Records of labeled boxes

##############################

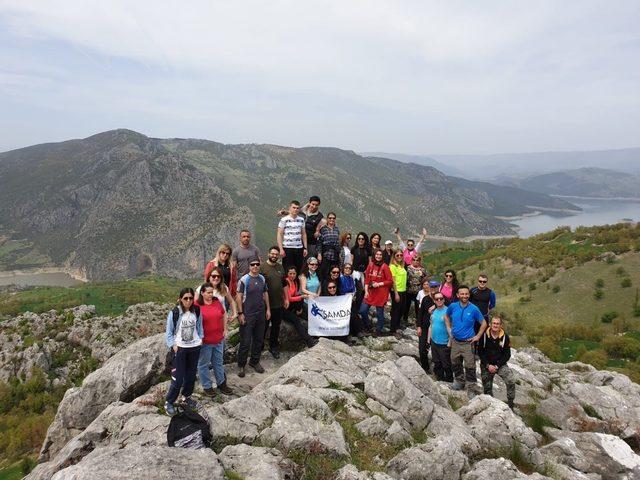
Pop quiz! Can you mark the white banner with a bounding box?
[307,294,353,337]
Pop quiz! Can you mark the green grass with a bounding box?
[0,276,200,316]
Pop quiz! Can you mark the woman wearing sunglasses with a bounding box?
[204,243,238,298]
[164,288,204,415]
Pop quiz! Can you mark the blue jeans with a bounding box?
[198,340,227,388]
[360,301,384,333]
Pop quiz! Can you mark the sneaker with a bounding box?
[218,382,233,395]
[164,402,176,417]
[184,397,198,410]
[249,362,264,373]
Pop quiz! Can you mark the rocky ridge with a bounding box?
[18,306,640,480]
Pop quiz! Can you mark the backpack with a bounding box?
[163,305,200,375]
[167,408,211,450]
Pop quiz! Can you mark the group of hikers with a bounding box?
[165,196,515,415]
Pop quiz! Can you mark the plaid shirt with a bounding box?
[318,225,340,262]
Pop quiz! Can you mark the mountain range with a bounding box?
[0,130,577,280]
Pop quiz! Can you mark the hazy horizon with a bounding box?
[0,0,640,156]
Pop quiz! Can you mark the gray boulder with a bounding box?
[40,334,167,460]
[219,443,300,480]
[48,446,224,480]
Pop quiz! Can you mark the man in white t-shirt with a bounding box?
[277,200,307,273]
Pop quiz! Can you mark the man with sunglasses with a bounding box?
[441,285,487,398]
[236,259,271,377]
[469,273,496,322]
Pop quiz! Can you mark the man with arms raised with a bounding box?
[231,230,260,278]
[444,285,487,398]
[478,316,516,410]
[277,200,307,272]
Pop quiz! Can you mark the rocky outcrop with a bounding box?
[29,331,640,480]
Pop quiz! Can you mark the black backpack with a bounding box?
[167,408,211,449]
[163,305,200,375]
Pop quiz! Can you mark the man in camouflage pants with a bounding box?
[478,316,516,410]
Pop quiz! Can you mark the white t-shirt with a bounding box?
[175,312,202,348]
[278,215,304,248]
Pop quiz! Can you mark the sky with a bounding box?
[0,0,640,154]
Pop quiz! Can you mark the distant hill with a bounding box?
[360,152,465,177]
[0,130,575,280]
[516,167,640,198]
[429,148,640,181]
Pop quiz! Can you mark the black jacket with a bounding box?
[478,328,511,368]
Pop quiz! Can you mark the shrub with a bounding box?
[600,311,618,323]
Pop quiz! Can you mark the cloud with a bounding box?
[0,0,640,153]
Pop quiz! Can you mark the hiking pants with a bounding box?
[282,309,313,347]
[263,307,284,351]
[198,340,226,389]
[418,325,435,373]
[167,346,200,404]
[360,301,384,333]
[431,342,453,382]
[390,292,407,333]
[238,311,266,367]
[451,338,480,393]
[480,364,516,402]
[282,247,304,275]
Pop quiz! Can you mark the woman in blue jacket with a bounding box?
[164,288,204,415]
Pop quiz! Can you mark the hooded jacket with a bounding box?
[478,328,511,368]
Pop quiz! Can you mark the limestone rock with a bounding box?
[259,410,349,456]
[53,446,224,480]
[462,458,551,480]
[40,334,167,459]
[387,435,469,480]
[456,395,542,464]
[364,357,433,430]
[219,444,300,480]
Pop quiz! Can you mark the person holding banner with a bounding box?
[282,265,318,348]
[360,248,393,336]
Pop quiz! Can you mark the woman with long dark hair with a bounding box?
[164,288,204,415]
[440,269,460,306]
[195,284,235,397]
[351,232,371,273]
[204,243,238,296]
[282,265,318,347]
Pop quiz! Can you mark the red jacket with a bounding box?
[364,262,393,307]
[196,297,226,345]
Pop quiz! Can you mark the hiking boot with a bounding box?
[218,381,233,395]
[184,397,198,410]
[249,362,264,373]
[164,402,177,417]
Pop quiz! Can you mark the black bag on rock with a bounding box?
[167,408,211,449]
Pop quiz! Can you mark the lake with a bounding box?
[510,198,640,238]
[0,272,83,287]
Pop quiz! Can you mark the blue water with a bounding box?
[511,198,640,238]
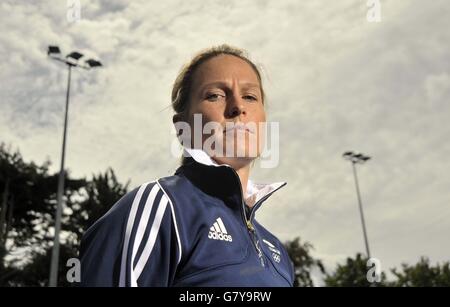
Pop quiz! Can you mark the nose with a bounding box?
[225,94,247,118]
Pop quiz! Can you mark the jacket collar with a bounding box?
[177,148,286,209]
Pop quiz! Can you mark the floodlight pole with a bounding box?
[343,151,371,258]
[49,63,73,287]
[47,46,102,287]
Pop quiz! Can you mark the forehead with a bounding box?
[193,55,259,87]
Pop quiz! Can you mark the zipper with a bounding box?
[228,166,286,267]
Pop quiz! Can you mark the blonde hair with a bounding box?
[172,44,265,118]
[172,44,265,165]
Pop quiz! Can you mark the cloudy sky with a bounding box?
[0,0,450,280]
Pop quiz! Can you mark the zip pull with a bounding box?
[247,220,266,267]
[247,220,255,232]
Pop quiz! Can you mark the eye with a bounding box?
[243,95,258,101]
[206,93,225,102]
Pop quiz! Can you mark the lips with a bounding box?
[223,122,255,133]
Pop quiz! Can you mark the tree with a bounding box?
[0,144,129,286]
[325,253,386,287]
[285,237,325,287]
[390,257,450,287]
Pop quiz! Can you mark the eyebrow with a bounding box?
[201,81,260,91]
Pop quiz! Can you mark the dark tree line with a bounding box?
[0,143,450,287]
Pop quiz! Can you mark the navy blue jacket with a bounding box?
[80,150,294,287]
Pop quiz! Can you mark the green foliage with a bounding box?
[0,144,128,286]
[325,253,386,287]
[391,257,450,287]
[285,237,325,287]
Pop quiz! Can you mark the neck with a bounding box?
[234,164,250,205]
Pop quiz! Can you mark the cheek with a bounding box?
[192,105,224,124]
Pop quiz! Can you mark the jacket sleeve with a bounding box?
[80,182,181,287]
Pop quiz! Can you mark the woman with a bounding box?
[80,45,294,287]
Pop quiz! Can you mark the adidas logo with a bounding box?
[208,217,233,242]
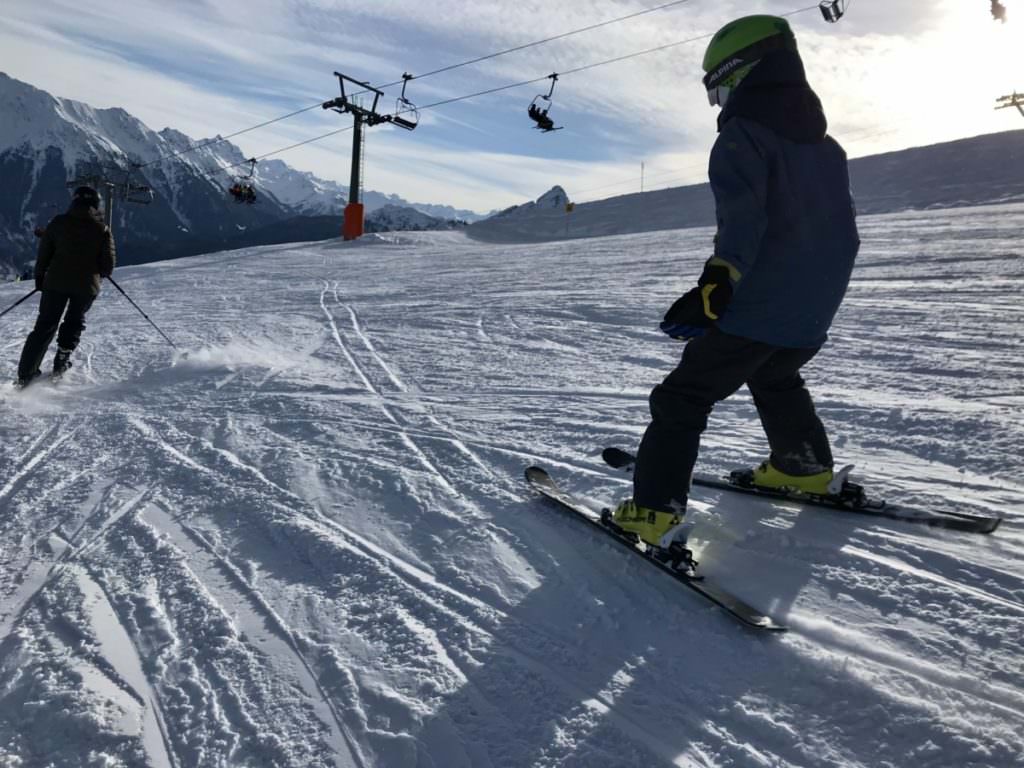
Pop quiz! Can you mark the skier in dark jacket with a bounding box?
[613,15,860,547]
[15,186,115,387]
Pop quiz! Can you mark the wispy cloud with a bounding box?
[0,0,1024,210]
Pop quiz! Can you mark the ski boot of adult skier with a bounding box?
[612,15,860,548]
[14,186,115,387]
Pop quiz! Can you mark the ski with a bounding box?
[526,467,785,632]
[601,447,1002,534]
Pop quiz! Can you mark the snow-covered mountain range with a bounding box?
[0,73,478,276]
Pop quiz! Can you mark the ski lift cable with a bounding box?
[128,0,819,170]
[137,0,692,168]
[395,5,818,115]
[172,2,818,183]
[378,0,691,88]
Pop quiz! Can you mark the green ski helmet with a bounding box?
[702,15,797,106]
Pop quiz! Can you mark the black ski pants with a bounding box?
[633,328,834,512]
[17,291,96,379]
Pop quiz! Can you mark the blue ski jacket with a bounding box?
[709,51,860,348]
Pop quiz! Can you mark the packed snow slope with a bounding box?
[0,207,1024,768]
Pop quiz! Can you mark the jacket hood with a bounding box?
[718,50,828,144]
[68,200,106,226]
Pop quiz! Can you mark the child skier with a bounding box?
[613,15,860,547]
[14,186,115,388]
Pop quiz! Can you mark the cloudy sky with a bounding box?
[0,0,1024,212]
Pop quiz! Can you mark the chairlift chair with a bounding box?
[818,0,847,24]
[526,73,563,133]
[391,72,420,131]
[995,91,1024,116]
[227,158,256,205]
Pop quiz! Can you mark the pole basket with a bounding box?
[341,203,362,240]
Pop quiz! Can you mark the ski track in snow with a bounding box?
[0,206,1024,768]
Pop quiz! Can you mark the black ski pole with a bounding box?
[106,275,178,349]
[0,288,39,317]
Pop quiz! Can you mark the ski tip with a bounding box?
[523,464,551,482]
[601,445,634,469]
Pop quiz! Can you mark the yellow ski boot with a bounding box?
[611,499,683,549]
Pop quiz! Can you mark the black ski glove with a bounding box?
[662,257,732,341]
[662,288,711,341]
[697,256,732,321]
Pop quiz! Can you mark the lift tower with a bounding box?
[322,72,416,240]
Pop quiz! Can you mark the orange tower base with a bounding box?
[341,203,362,240]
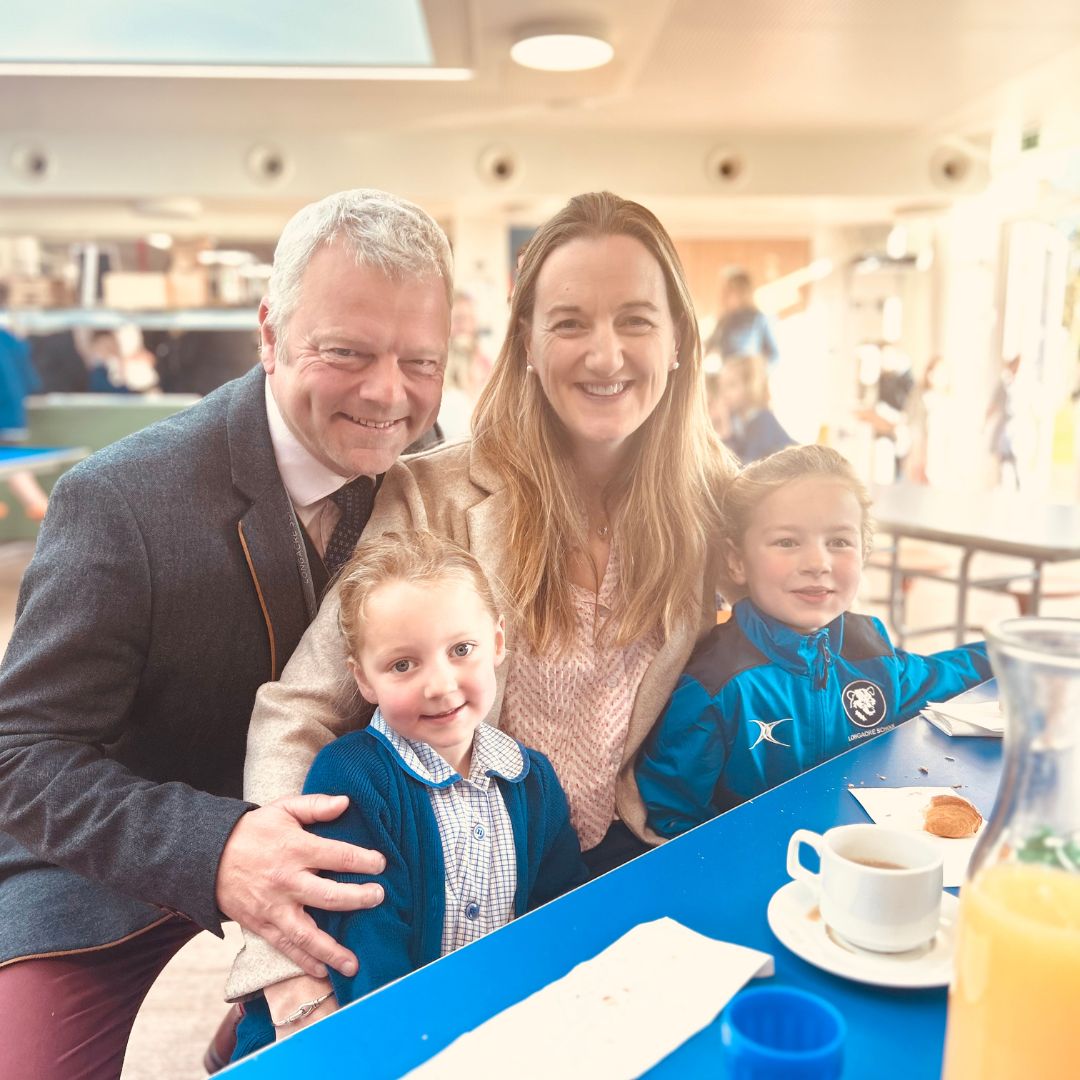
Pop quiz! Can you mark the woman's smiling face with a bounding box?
[526,234,678,462]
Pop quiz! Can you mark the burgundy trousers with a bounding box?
[0,916,199,1080]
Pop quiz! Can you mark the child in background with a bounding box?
[716,356,795,465]
[637,446,991,837]
[233,531,588,1059]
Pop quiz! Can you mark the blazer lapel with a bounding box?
[228,368,318,678]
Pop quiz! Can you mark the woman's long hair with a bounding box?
[473,191,734,654]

##############################

> _Job_:
Replace "bounding box" with "rectangle" in the part that opens with the first of the lines above and closes with the line containing "[0,130,577,280]", and change nothing else. Leave the pictures out of your answer.

> _Result_:
Pop quiz! Can you mark the white banner with a rectangle?
[307,294,353,337]
Pop quiz! Can you mark the green grass with a rectangle?
[0,276,200,316]
Pop quiz! Can you mark the woman wearing sunglasses with a rectangle?
[204,243,238,298]
[164,288,204,415]
Pop quiz! Can you mark the blue jeans with a rectangle?
[198,340,227,388]
[360,301,384,333]
Pop quiz! Can you mark the sneaker with a rectangle?
[218,382,233,395]
[164,402,176,417]
[184,397,198,410]
[249,362,264,373]
Pop quiz! Can you mark the rocky ridge with a rectangle?
[18,306,640,480]
Pop quiz! Can you mark the backpack with a rectangle?
[163,305,200,375]
[167,408,211,450]
Pop quiz! Can you mark the group of hikers with a rectangle?
[165,196,515,415]
Pop quiz! Can you mark the plaid shirt with a rectangle?
[318,225,340,262]
Pop quiz! Can you mark the mountain range with a rectangle?
[0,130,577,280]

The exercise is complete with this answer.